▶ [INSTRUCTIONS TO FOLLOW]
Write out the review of the novel Flesh below word for word, starting at "There is quite" and ending at "fights in Iraq.".

(TEXT UNDER STUDY)

This book, Flesh, is the sixth novel by the 51-year-old Hungarian/English author, David Szalay, who has previously been short-listed for the Booker Prize. It is initially set in Hungary and it ends up back there, in between times the main character, Istvan, enjoying/enduring a roller-coaster lifestyle in London when he gets a serious upgrade on his job as a strip-club bouncer after he helps a man, who transpires to be wealthy with connections, after a street attack in the West End.

There is quite a lot of flesh involved, as in sex, Istvan, losing his virginity as a teenager. All well and good, but his tutor is a 42-year-old friend of his mother’s who is “old and ugly”; her progression of rewards for him helping her with her shopping moving from sweets and ice cream to something rather more physical. Oh, and she’s married. Later he fails to woo his uncle’s stepdaughter on a frustrating adventure at Lake Balaton (which is shown on the home page) and he joins the army and fights in Iraq.

(End TEXT UNDER STUDY)
(INFORMATION GIVEN)

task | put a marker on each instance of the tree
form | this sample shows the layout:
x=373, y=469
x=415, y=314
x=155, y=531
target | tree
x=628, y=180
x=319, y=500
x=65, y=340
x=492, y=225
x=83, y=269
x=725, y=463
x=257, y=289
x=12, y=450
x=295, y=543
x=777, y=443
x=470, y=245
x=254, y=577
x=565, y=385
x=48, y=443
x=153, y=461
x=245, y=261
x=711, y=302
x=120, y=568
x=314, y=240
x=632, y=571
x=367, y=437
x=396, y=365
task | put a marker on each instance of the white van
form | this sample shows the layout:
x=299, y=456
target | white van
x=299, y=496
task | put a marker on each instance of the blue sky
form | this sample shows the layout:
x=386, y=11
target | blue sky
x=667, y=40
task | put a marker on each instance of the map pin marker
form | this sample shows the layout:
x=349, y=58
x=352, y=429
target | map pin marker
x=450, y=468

(End INFORMATION GIVEN)

▶ [EXERCISE SOLUTION]
There is quite a lot of flesh involved, as in sex, Istvan, losing his virginity as a teenager. All well and good, but his tutor is a 42-year-old friend of his mother’s who is “old and ugly”; her progression of rewards for him helping her with her shopping moving from sweets and ice cream to something rather more physical. Oh, and she’s married. Later he fails to woo his uncle’s stepdaughter on a frustrating adventure at Lake Balaton (which is shown on the home page) and he joins the army and fights in Iraq.